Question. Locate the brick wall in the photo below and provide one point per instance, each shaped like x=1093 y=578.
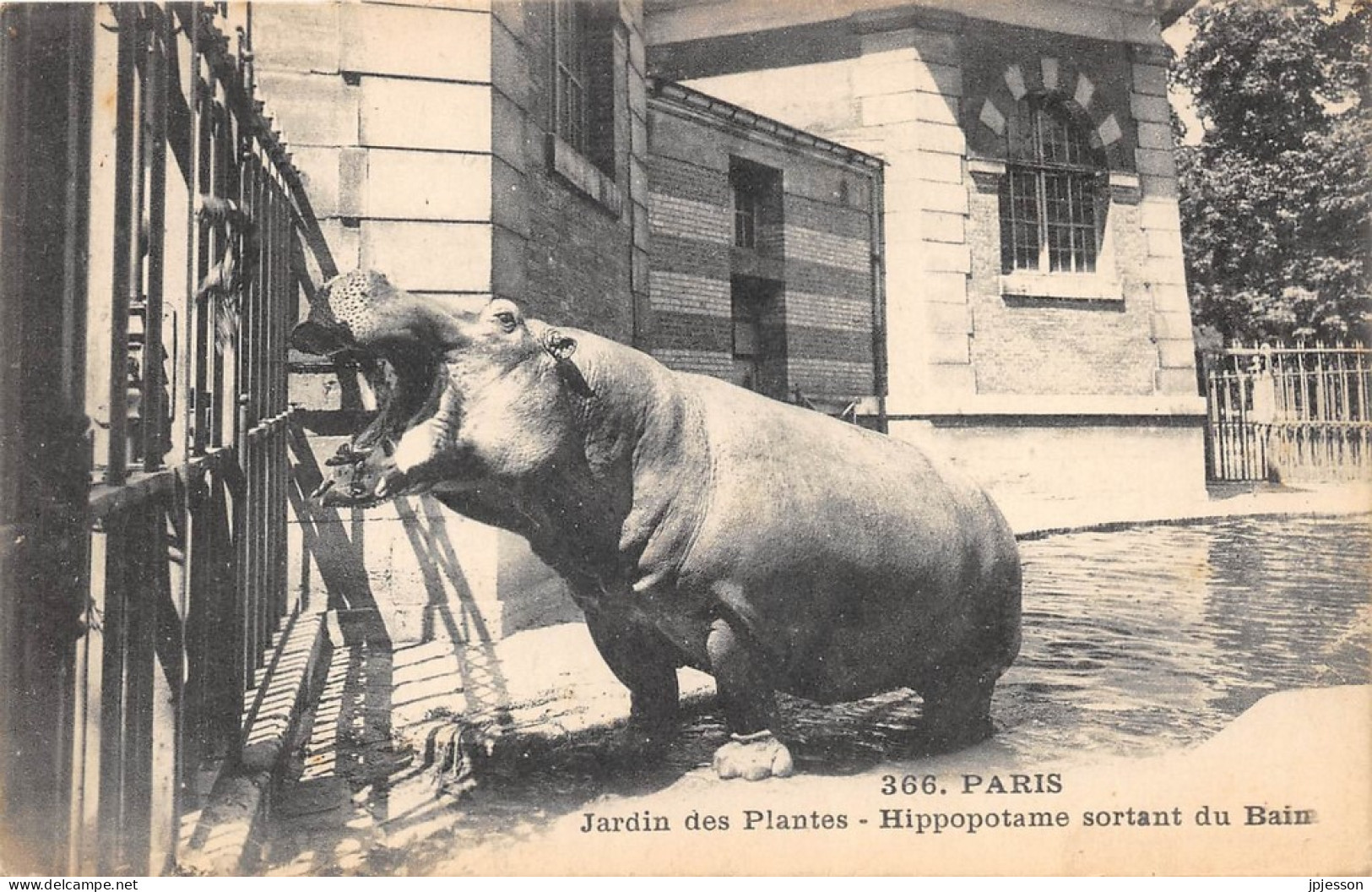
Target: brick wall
x=929 y=92
x=567 y=232
x=816 y=329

▶ _TASK_: Images should not appear in the copy; retype the listing above exactly.

▶ _PROBLEM SOLUTION_:
Question. Locate the brick wall in the photo below and provide one point per instance, each shaped like x=1093 y=578.
Target: brick wall
x=929 y=92
x=567 y=232
x=816 y=329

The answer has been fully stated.